**Collected data entries:**
= Beginning of Section =

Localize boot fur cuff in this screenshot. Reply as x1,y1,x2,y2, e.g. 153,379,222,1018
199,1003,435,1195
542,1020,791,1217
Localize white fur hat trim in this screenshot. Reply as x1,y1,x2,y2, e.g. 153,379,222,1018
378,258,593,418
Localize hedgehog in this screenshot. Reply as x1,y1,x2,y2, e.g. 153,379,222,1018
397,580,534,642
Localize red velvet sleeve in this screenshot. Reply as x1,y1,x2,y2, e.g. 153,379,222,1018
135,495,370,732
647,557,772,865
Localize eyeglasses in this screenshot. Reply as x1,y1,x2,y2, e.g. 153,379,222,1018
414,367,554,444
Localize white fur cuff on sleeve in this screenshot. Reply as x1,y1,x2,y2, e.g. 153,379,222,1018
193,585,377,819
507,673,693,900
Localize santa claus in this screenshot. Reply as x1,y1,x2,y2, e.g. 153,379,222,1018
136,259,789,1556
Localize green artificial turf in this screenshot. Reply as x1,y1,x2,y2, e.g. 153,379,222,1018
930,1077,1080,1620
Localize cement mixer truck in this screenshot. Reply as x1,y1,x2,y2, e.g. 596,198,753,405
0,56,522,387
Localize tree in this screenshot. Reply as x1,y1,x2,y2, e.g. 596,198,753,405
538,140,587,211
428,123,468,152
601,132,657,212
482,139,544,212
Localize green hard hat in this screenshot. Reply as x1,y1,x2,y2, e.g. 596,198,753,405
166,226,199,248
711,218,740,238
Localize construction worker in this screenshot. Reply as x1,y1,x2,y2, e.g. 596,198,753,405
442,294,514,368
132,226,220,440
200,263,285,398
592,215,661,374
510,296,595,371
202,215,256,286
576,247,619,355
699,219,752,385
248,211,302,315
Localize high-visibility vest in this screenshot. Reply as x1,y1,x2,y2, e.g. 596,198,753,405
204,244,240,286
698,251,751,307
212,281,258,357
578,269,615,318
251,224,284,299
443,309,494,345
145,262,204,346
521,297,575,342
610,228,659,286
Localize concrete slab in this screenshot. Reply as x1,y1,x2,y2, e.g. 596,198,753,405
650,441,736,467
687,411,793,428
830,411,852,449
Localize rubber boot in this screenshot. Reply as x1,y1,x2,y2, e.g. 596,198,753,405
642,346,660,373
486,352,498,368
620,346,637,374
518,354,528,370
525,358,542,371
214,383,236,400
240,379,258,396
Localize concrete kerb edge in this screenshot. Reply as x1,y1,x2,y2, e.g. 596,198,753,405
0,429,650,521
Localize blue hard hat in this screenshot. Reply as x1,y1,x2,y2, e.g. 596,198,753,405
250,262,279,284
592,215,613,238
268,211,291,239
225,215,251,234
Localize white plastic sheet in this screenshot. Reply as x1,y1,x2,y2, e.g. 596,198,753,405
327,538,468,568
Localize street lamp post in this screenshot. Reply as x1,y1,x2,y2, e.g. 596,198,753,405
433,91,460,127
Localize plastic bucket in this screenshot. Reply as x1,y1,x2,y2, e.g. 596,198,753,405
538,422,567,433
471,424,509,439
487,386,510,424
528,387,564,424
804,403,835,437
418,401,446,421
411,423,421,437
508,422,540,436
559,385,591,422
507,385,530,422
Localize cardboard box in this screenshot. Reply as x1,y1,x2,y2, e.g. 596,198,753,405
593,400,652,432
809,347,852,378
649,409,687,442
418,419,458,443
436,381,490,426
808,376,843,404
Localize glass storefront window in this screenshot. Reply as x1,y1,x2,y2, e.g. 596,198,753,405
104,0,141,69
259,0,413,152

= End of Section =

**Exercise instructions:**
Every record needs to be written out again, exactly as it was given.

**Output of the exercise:**
Localize boot fur cuff in this screenshot. Reply as x1,y1,x2,y2, e.g. 153,379,222,1018
199,1003,435,1195
542,1020,791,1217
Localize white fur hat trim in this screenshot. Reply as x1,y1,x2,y2, e.g. 153,379,222,1018
378,258,593,418
Localize hedgehog in this screenshot. Reply as x1,y1,x2,y2, e.g. 153,379,222,1018
397,580,534,642
Localize red velvet sleeve in this screenshot. Reply as x1,y1,x2,y2, e.g. 153,379,222,1018
135,495,370,732
647,557,772,865
Localize eyeglasses in this screenshot. Reply as x1,y1,x2,y2, e.g. 153,379,222,1018
414,367,554,444
Localize white fur cuff on sleeve in this screenshot. Reply as x1,y1,x2,y2, e.g. 153,379,222,1018
193,585,377,819
507,673,693,900
Localize santa claus in this screenshot. Reply as x1,y1,x2,y2, e.g. 153,379,222,1018
136,259,789,1556
Localize green artificial turf in this screenshot. Reply as x1,y1,x2,y2, e.g. 153,379,222,1018
930,1077,1080,1620
Localize cement mixer truck in this screenshot. Reply as x1,y1,x2,y2, e.g. 596,198,753,405
0,56,522,387
Localize tree in this screenshot. Reply as x1,y1,x2,y2, e.g. 596,198,753,405
538,140,587,211
428,123,468,152
601,132,657,212
482,139,544,212
Localize green hard hat in this screenshot. Reply as x1,y1,x2,y2, e.g. 596,198,753,405
166,226,199,248
711,218,740,238
Localize construction worker in this screenshot. Reply as x1,y1,x2,y2, e.g. 596,198,753,405
442,294,514,368
132,226,220,440
200,263,285,398
592,215,661,374
510,296,595,371
202,215,256,286
576,247,619,355
699,219,752,385
248,211,302,315
Localize high-visibility vest in this screenshot. Reply as x1,y1,x2,y2, e.g. 596,198,753,405
204,244,240,286
698,251,751,307
212,281,258,357
578,269,615,318
251,224,284,299
443,309,494,345
145,262,204,346
521,297,575,342
610,228,659,286
Localize concrete slab in this screenshot. Reply as x1,y1,x2,y2, e.g. 596,198,753,405
650,441,736,467
687,411,793,428
830,411,852,449
Localize rubber boot in this screenshot. Reply as x1,y1,x2,y2, e.g. 596,198,753,405
642,346,660,373
486,352,498,368
620,346,637,374
518,354,528,370
525,358,542,371
214,383,236,400
240,379,258,396
Localize concrete kerb edge in this screenshot. Reply as x1,y1,x2,y2, e.g. 596,198,753,405
0,429,650,521
Localize blue hard hat in this screenshot. Reply as x1,y1,x2,y2, e.g. 596,198,753,405
250,262,279,284
592,215,613,238
268,211,291,239
225,215,251,234
Localize white plastic sheet in this screenshot. Reply as x1,y1,x2,y2, e.g. 596,198,753,405
327,538,468,568
Localize street lamp post in this screenshot. Reply as x1,y1,x2,y2, e.g. 596,198,753,405
433,91,460,127
Localize plastic bucket in this screenshot. Reply as x1,y1,x2,y2, e.g. 596,198,753,405
538,422,567,433
471,424,509,439
487,386,510,424
528,387,564,424
804,403,835,437
418,401,446,421
411,423,421,437
508,422,540,436
559,385,591,422
507,385,530,422
Localize cardboard box in this screenshot. Reply as x1,y1,x2,y2, e.g. 596,198,753,405
593,400,652,432
809,347,852,378
649,409,687,442
418,419,458,443
436,381,490,426
808,376,843,404
Localize glass storefront window in this screenshot. Reply as x1,y1,x2,y2, e.g. 596,198,753,405
104,0,141,69
259,0,413,152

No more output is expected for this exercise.